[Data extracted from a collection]

▼

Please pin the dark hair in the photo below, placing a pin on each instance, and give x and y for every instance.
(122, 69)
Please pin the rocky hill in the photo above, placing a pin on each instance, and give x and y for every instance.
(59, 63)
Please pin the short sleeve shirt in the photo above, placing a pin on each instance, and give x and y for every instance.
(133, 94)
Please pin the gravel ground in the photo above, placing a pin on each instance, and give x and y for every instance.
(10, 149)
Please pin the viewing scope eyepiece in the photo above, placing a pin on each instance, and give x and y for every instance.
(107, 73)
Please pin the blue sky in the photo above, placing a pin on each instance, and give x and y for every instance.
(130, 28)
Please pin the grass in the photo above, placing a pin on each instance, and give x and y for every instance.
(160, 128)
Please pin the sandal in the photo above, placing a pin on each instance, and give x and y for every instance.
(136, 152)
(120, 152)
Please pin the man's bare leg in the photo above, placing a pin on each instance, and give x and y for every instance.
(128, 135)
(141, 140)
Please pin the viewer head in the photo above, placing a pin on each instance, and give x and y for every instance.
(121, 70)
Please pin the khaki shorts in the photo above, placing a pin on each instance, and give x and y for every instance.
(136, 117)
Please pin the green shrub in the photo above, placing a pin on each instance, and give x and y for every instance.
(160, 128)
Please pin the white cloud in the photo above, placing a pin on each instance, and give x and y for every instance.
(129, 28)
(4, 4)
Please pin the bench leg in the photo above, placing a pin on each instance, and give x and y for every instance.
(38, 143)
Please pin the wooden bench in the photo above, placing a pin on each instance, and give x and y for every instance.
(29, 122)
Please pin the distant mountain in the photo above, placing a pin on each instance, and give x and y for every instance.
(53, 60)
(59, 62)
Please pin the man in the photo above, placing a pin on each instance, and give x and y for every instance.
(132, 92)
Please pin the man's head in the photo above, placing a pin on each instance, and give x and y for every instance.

▲

Requirements:
Could you reproduce the records from the line containing "Please pin the white" through the end of the records, swapping "wooden bench" for "park bench" and leaving everything else unchanged?

Finished task:
Please pin the white cloud in the photo above, placing a pin on each instance, and give x and y for every instance.
(129, 28)
(4, 4)
Please pin the bench leg in the photo above, placing a pin on each instance, and give x and y for every instance.
(38, 143)
Please pin the park bench in the photo above, placing a pin on each instance, and give x and y for every instance.
(29, 122)
Please pin the distant mountain in the photo above, placing a pin on each instance, and give x and y for every instance.
(53, 60)
(59, 62)
Please pin the man in the photo above, placing a pin on each instance, and give x and y for every instance.
(132, 92)
Please pin the man's head in the photo above, placing a pin on each instance, and give x and y for every instance.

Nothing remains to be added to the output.